**Exercise prompt:** In the passage about the hairy crab menu, what replaces the minced pork filling in the crispy taro dumplings?

**Text passage:**
The majority of the dishes on his hairy crab menu are creative spins of Chinese classics. For example, the crispy taro dumplings stuffed with hairy crab meat and roe is an elevated version of the Cantonese snack that replaces the minced pork filling with hairy crab meat and roe to complement the natural sweet flavor of taro.

Miangeda, or dough balls, are a popular comfort food around the country. Lu has created a braised sea cucumber and hairy crab meat that's full of umami flavor and can instantly warm up the body on colder days.

Hairy crab and bean curd stew is a very classic dish of the season one can find in most restaurants that serve the crab.

Lu has decided to make a dim sum based on this dish — a shaomai (steamed dumpling) with hairy crab meat and minced bean curd filling.

"The small shaomai embraces the flavors and styles of both northern and southern cooking. The open-ended top of the dumpling blossoms like a flower bud, which is a technique more common in the north, while the inside is true southern flavor," explained Lu.

But perhaps the most innovative dish on Lu's menu is the soufflé, an iconic dish that returns every season. Light egg white, meat and roe are wrapped inside buttery French pastry.

"In chocolate soufflé, the texture of the chocolate is quite similar to the hairy crab meat and roe, which is very rich and aromatic, so I combined the very jiangnan-style hairy crab with the Western dessert soufflé," said Lu.

**Supplied entries:**
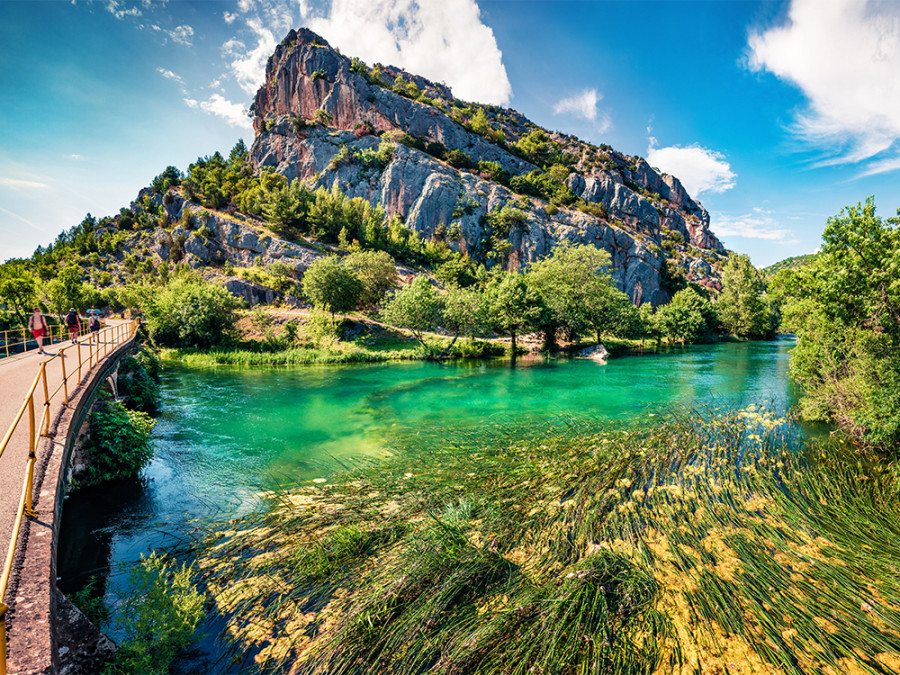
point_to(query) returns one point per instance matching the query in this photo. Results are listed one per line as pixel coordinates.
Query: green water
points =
(225, 434)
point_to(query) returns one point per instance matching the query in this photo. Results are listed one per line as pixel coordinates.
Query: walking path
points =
(17, 374)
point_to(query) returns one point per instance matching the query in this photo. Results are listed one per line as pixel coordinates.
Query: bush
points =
(158, 617)
(191, 313)
(139, 380)
(118, 444)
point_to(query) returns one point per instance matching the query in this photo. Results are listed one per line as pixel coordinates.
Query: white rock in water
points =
(597, 353)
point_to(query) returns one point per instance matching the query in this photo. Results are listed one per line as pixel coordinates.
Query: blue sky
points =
(773, 114)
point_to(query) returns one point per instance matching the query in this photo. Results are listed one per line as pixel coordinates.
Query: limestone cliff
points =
(319, 112)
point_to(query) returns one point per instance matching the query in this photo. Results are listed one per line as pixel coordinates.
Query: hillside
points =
(789, 264)
(447, 166)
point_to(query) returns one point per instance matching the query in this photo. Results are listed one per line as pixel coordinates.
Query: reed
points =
(715, 542)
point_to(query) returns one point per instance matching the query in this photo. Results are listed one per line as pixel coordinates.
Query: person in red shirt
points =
(37, 324)
(73, 323)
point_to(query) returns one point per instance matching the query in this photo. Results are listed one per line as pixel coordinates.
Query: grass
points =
(715, 543)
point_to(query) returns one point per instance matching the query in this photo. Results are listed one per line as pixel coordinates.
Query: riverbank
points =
(724, 543)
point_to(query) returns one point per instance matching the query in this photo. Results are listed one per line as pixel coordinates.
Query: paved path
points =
(17, 374)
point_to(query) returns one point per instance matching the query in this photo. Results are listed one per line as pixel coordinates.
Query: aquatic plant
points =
(720, 541)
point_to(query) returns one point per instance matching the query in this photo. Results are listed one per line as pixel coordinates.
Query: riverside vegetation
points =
(720, 541)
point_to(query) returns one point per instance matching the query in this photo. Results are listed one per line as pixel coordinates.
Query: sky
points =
(775, 115)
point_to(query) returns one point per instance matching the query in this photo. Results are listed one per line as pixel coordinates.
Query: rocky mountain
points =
(445, 166)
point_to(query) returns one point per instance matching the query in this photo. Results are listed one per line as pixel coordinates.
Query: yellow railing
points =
(12, 340)
(88, 355)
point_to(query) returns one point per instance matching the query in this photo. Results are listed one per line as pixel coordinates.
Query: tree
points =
(570, 281)
(845, 309)
(189, 312)
(741, 306)
(17, 288)
(613, 314)
(512, 307)
(378, 273)
(332, 286)
(688, 316)
(66, 290)
(415, 307)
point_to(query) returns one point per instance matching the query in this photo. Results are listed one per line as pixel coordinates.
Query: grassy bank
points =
(719, 543)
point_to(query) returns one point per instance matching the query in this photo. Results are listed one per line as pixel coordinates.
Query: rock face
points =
(316, 103)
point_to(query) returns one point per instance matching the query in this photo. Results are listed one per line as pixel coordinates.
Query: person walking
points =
(37, 324)
(73, 323)
(94, 325)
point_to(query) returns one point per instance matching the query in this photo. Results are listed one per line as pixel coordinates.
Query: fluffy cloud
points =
(443, 40)
(758, 224)
(233, 113)
(249, 65)
(18, 183)
(844, 55)
(699, 169)
(583, 104)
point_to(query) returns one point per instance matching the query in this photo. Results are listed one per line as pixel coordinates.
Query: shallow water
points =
(225, 434)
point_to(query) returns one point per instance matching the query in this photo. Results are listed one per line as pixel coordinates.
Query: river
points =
(225, 434)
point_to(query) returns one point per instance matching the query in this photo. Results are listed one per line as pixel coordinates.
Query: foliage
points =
(18, 288)
(189, 312)
(118, 444)
(332, 286)
(415, 307)
(741, 306)
(844, 307)
(688, 317)
(138, 380)
(512, 306)
(378, 273)
(158, 617)
(571, 282)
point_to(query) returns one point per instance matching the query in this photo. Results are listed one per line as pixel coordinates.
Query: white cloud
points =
(844, 55)
(233, 113)
(17, 183)
(758, 224)
(443, 40)
(169, 75)
(699, 169)
(583, 104)
(116, 9)
(249, 66)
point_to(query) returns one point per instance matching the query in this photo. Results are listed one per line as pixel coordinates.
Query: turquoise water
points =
(225, 434)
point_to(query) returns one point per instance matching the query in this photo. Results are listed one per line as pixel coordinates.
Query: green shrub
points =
(159, 617)
(118, 444)
(191, 312)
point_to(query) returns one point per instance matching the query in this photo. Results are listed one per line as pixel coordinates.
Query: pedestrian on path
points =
(37, 324)
(94, 325)
(73, 323)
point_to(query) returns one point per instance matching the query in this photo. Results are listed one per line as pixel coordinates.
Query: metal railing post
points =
(46, 397)
(62, 362)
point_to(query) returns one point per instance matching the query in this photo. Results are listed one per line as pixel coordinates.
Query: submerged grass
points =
(715, 543)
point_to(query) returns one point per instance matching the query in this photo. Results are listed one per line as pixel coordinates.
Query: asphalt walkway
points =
(17, 374)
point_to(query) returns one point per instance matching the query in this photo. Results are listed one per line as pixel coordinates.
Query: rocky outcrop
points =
(319, 111)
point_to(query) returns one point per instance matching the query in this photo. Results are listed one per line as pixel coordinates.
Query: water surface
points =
(225, 434)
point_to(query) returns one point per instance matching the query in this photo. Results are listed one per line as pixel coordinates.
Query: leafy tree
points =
(512, 307)
(687, 317)
(613, 314)
(378, 273)
(17, 288)
(844, 307)
(189, 312)
(570, 282)
(741, 306)
(332, 286)
(415, 307)
(66, 290)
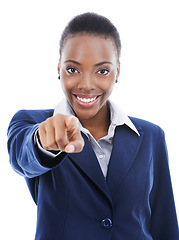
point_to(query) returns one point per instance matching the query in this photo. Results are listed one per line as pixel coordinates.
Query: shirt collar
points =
(118, 117)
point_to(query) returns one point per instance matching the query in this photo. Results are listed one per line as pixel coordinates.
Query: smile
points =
(86, 100)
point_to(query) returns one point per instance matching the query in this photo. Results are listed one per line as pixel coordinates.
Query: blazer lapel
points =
(125, 148)
(88, 163)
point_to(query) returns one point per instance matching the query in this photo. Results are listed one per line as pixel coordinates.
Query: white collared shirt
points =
(103, 146)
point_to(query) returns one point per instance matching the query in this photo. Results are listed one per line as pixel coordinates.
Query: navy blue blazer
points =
(75, 201)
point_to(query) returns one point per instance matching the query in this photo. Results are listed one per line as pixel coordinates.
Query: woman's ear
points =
(58, 68)
(118, 70)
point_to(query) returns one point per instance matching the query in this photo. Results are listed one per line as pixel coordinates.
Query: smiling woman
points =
(88, 69)
(93, 172)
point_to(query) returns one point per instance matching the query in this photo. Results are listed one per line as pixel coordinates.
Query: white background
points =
(147, 88)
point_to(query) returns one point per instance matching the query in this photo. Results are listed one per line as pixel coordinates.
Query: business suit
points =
(74, 200)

**Finished task:** Hairy crab meat and roe replace the minced pork filling.